Published online by Cambridge University Press:  20 April 2006

T. Sundararajan
Affiliation:
University of Pennsylvania, Philadelphia, PA 19104
P. S. Ayyaswamy
Affiliation:
University of Pennsylvania, Philadelphia, PA 19104

Abstract

The hydrodynamics and heat/mass transport associated with condensation on a moving drop have been investigated for the intermediate Reynolds-number range of drop motion (Re = O(100)). The drop environment is a mixture of saturated vapour and a non-condensable. The formulation entails a simultaneous solution of the quasi-steady elliptic partial differential equations that describe the flow field and transport in the gaseous phase, and the motion inside the liquid drop. The heat transport inside the drop is treated as a transient process. Results are reported for the interfacial velocities, drag, external and internal flow structure, heat flux, drop growth rate and temperature–time history inside the drop. The results obtained here have been compared with experimental data where available, and these show excellent agreement.

• [Data provided]
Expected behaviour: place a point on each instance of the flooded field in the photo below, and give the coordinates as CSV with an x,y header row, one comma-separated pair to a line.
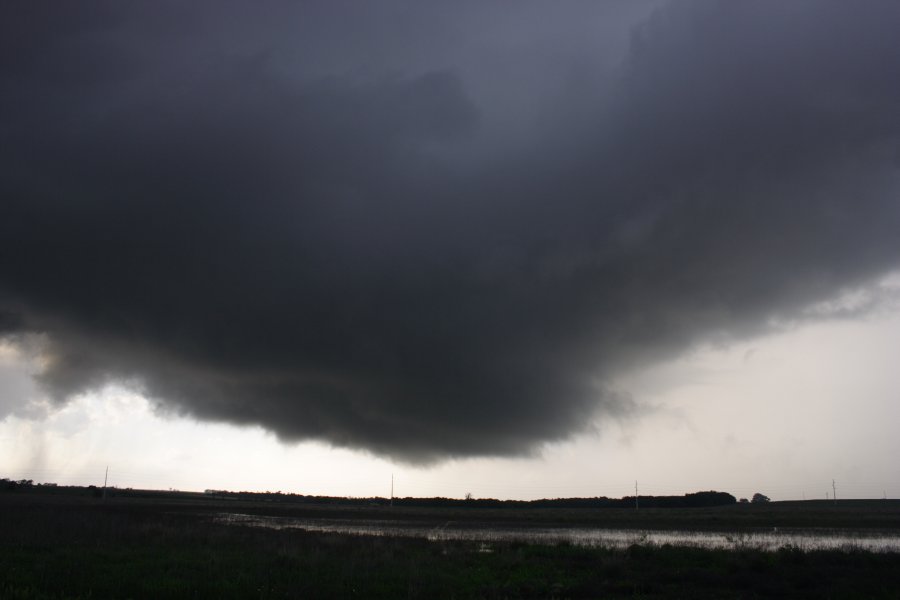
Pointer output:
x,y
768,540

• [Work to complete]
**1)** Please decide whether each statement below agrees with the abstract on condensation on a moving drop, answering yes or no and quoting the words from the abstract that settle it.
(a) Heat transport inside the drop is treated as a steady process.
(b) The drop is surrounded by saturated vapor mixed with a non-condensable.
(c) The results were not compared with any experimental data.
**2)** Resume the abstract on condensation on a moving drop, starting right after its final sentence.
The lines have nothing to do with the abstract on condensation.

• [Expected outputs]
**1)**
(a) No: "The heat transport inside the drop is treated as a transient process."
(b) Yes: "The drop environment is a mixture of saturated vapour and a non-condensable."
(c) No: "The results obtained here have been compared with experimental data where available"

**2)**
The results reveal several novel features. The surface-shear stress increases with condensation. The pressure level in the rear of the drop is higher. As a consequence, the friction drag is higher and the pressure drag is lower. The total drag coefficient increases with condensation rate for small values of drop size or temperature differential, and it decreases for large values of these parameters. The volume of the separated-flow region in the rear of the drop decreases with condensation. At very high rates of condensation, the recirculatory wake is completely suppressed. Condensation also delays the appearance of the weak secondary internal vortex motion in the drop. The heat and mass fluxes are significantly affected by the presence of the non-condensable in the gaseous phase and by the circulation inside the drop.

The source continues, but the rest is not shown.